EXERCISE INSTRUCTIONS: Identify all lines of the data containing the string "gray" and copy them.

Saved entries
:::

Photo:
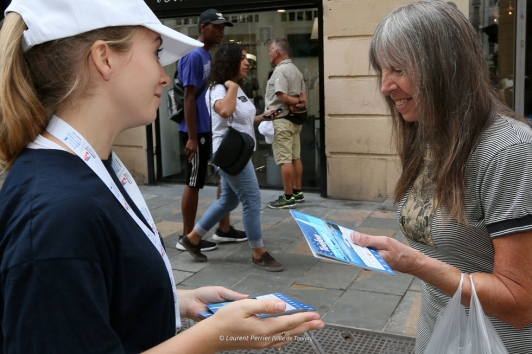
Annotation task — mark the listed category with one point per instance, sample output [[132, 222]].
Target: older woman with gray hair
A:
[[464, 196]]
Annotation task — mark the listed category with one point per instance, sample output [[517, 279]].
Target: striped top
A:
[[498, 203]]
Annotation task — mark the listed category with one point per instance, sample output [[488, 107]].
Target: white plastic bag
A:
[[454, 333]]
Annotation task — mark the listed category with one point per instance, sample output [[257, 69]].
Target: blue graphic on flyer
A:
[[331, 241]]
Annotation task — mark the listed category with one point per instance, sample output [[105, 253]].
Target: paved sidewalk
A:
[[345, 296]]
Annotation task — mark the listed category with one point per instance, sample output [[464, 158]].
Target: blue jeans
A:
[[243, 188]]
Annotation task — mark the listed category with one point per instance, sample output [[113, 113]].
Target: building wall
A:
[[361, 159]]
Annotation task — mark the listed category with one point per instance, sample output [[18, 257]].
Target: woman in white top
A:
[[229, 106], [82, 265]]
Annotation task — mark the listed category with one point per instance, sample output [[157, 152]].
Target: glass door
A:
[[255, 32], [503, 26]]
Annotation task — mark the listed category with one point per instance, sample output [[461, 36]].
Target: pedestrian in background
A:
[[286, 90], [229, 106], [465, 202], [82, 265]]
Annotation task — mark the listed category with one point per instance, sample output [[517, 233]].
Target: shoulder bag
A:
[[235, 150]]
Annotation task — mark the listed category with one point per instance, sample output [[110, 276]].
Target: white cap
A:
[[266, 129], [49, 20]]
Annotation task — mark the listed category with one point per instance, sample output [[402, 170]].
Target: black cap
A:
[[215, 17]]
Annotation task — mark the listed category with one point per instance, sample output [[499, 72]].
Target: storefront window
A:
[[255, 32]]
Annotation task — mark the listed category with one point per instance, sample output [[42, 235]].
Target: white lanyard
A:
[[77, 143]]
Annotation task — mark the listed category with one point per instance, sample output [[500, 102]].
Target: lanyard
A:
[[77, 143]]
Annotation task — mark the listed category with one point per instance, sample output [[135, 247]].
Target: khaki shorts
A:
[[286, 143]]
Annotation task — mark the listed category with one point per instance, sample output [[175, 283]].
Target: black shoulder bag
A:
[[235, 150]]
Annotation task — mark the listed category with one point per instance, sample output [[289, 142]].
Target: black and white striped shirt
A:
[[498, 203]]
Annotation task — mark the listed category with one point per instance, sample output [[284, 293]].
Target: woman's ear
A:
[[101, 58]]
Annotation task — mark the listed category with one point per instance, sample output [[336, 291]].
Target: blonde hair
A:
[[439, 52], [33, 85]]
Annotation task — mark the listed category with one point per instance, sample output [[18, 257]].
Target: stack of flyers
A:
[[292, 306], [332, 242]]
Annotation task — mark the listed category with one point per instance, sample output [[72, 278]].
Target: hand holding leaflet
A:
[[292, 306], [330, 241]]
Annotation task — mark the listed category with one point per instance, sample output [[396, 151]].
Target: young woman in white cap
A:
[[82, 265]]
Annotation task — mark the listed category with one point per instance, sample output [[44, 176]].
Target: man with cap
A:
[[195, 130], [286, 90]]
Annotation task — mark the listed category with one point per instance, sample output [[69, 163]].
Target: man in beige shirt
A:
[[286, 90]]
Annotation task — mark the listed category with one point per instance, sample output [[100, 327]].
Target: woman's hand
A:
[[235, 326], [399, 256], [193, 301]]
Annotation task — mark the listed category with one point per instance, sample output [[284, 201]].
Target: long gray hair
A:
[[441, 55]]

:::

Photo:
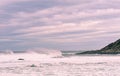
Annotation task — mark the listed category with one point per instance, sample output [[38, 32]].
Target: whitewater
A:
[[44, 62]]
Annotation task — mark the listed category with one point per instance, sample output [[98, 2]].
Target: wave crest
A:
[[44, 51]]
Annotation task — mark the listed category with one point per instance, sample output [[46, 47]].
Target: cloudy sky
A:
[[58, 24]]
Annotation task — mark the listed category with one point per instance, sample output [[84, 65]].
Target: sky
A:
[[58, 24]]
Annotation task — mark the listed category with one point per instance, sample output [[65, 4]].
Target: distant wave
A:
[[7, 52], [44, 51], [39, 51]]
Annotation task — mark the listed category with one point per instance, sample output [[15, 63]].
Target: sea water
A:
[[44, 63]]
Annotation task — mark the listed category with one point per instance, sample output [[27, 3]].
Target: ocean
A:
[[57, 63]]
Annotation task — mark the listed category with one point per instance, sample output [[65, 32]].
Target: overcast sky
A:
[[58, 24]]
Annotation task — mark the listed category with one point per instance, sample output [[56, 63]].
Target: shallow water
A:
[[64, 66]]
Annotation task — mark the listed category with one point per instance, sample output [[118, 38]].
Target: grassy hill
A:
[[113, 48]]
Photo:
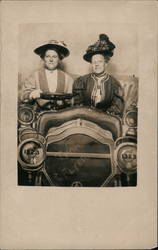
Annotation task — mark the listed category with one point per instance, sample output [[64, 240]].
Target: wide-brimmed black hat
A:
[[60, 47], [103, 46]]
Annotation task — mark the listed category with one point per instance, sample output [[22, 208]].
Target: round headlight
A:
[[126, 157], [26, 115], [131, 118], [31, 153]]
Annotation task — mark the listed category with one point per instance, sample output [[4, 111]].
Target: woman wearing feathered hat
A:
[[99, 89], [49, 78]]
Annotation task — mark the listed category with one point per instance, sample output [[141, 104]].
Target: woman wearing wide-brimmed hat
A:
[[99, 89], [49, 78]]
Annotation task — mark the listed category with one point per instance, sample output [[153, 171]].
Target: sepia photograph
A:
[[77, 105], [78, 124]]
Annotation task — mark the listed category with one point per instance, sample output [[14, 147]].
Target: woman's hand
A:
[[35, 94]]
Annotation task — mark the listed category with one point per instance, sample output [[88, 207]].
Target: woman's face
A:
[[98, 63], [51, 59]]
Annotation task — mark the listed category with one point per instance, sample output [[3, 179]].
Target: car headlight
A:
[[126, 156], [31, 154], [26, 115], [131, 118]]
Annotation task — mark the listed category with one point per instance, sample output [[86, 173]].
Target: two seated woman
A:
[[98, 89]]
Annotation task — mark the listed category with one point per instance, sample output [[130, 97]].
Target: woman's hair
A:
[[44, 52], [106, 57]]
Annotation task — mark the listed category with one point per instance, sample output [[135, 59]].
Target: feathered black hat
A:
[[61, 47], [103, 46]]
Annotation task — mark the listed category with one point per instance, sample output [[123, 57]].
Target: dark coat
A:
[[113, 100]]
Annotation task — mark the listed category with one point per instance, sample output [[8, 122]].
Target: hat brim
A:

:::

REPLY:
Target: older woman with gray hair
Target: long gray hair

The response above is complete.